=== ACTIONS TO TAKE ===
**A)** Reproduce the passage of the article on digital power supplies starting at "An intuitive user" and ending at "of color perception.", with "dashboard" replaced by "control panel".
**B)** Extend the article on digital power supplies with a passage that picks up after its final sentence.

=== EXTRACTED TEXT ===
________________________________________

Securing the Power Supply: The Move to Multilevel Protection

With the increasing prevalence of cyber threats and new regulatory demands, enhanced security has become a critical consideration for digital power supplies. Whereas traditional power supplies offered little to no protection, modern digital power supplies, being part of an application’s attack surface, must incorporate robust security measures.

When selecting a digital power supply, look for multilayer, secure password protection schemes. These should feature distinct levels of password control to protect against unauthorized configuration changes, restrict firmware updates, and prevent access to factory-level calibration parameters. Such features drastically reduce the attack surface that bad actors can exploit.

The ability for customers to set their own strong passwords further enhances security and helps align end applications with cybersecurity regulations. The FLXPro series uniquely incorporates multilayer password protection, reducing regulatory and safety compliance requirements for sensitive applications, such as medical instrumentation.

Intuitive UI Design: Making Digital Power Supplies Easier and Safer to Use

The effectiveness of advanced features ultimately depends on their usability. Previous power-supply interfaces often compelled users to view one output at a time during critical situations. Today’s digital power supplies, developed using human-centered design (HCD) principles, now focus on meeting the user’s needs, desires, and context of use.

An intuitive user interface (UI) is paramount. Look for UIs that include a dashboard displaying the simultaneous viewing of multiple outputs, internal diagnostics, alarm status, and key variable trending. Integrated tools, such as a built-in oscilloscope function for real-time monitoring, graphing, data logging, and data export, are invaluable for streamlining product development and troubleshooting. Visual simplicity must be a core design principle.

An effective UI should employ clear visual prompts, such as a “traffic light system” (red/yellow/green), where green indicates good status, amber a warning, and red a fault. It should also cater to color-blind users by providing unique visual cues through flashing patterns or text, ensuring all status indicators are interpretable regardless of color perception.

In addition, color-coded connections can instantly convey output configuration status, especially for applications involving outputs tied in series or parallel. The interface also should be intuitive enough that users can perform tasks like configuration, trending, data logging, and enabling advanced features without the need for extensive (and expensive) training.

________________________________________

=== DATASET CONTENT ===
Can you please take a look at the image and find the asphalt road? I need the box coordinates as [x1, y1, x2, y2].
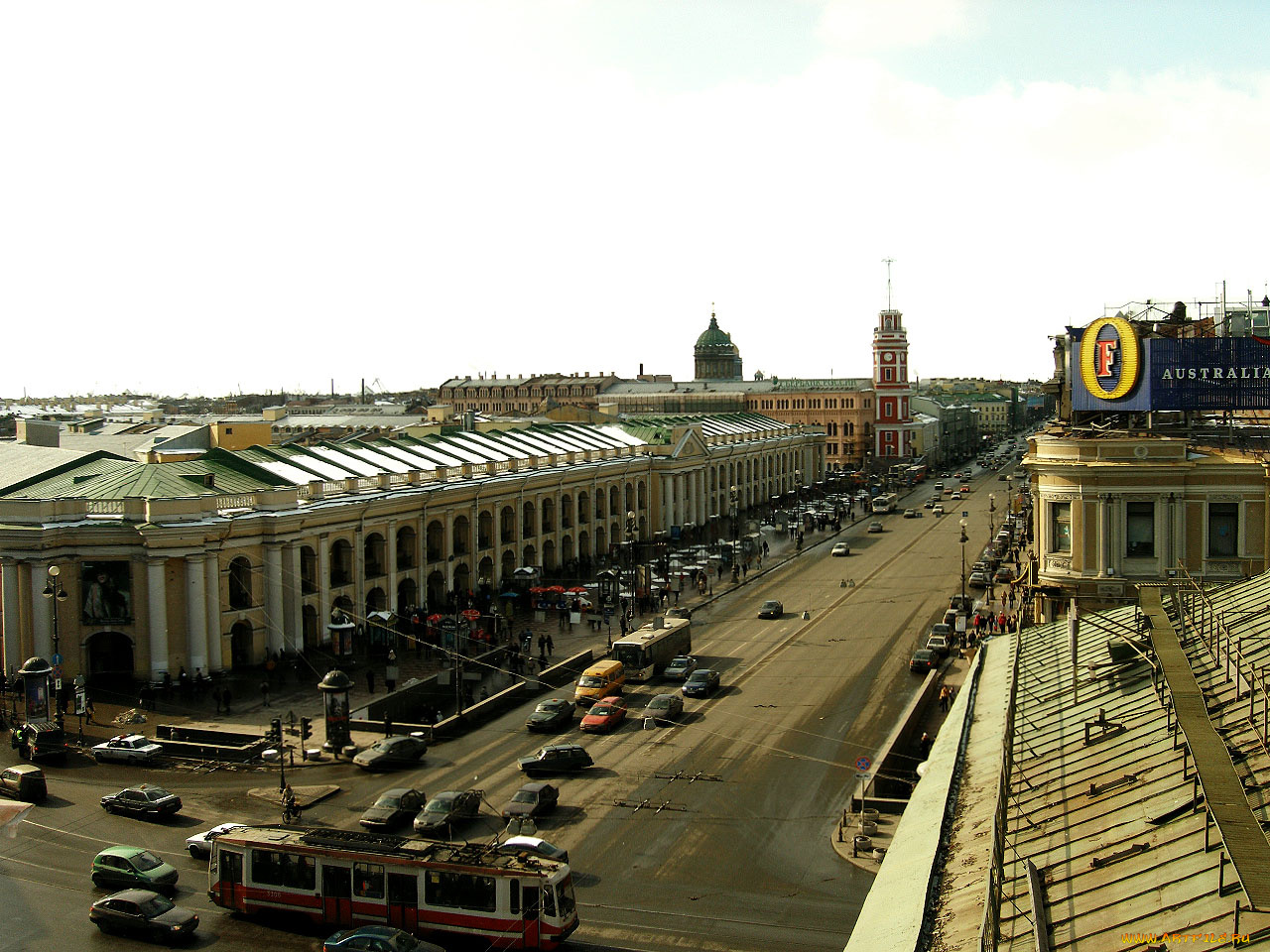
[0, 476, 996, 952]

________________________________________

=== EXERCISE RESULTS ===
**A)**
An intuitive user interface (UI) is paramount. Look for UIs that include a control panel displaying the simultaneous viewing of multiple outputs, internal diagnostics, alarm status, and key variable trending. Integrated tools, such as a built-in oscilloscope function for real-time monitoring, graphing, data logging, and data export, are invaluable for streamlining product development and troubleshooting. Visual simplicity must be a core design principle.

An effective UI should employ clear visual prompts, such as a “traffic light system” (red/yellow/green), where green indicates good status, amber a warning, and red a fault. It should also cater to color-blind users by providing unique visual cues through flashing patterns or text, ensuring all status indicators are interpretable regardless of color perception.

**B)**
Flexible, Safer Power Delivery Through Advanced Digital Control

Finally, the flexibility and operational safety of a digital power supply are critical. Look for a wide range of adjustable output module options that can simplify unique application requirements and reduce development time, complexity, and cost.

A key capability to prioritize is the ability to switch individual isolated outputs on and off digitally or via external voltage inputs, without shutting down the entire unit. This greatly enhances test and integration safety and reduces test-harness complexity. It also simplifies troubleshooting by allowing isolation of different sections of an end-user system. The FLXPro series provides this functionality and the significant safety improvements that result from system-integrated isolated output control.

Moreover, modern digital power supplies should offer robust operational safety features, such as ES1-rated communications for touch safety (ensuring maximum voltages remain below 60 V DC) and appropriate Means of Patient Protection (MOPP) isolation for medical applications. They help simplify compliance and eliminate the need for additional external safety components.

The innovations introduced in products like the FLXPro series reflect the broader industry shift into the digital age. By adding intelligence and improving the user experience, digital power supplies are evolving into critical system components that reliably supply power. On top of that, they provide trusted windows into the health of end applications, enhancing safety, reducing operating costs, and significantly streamlining the entire development process.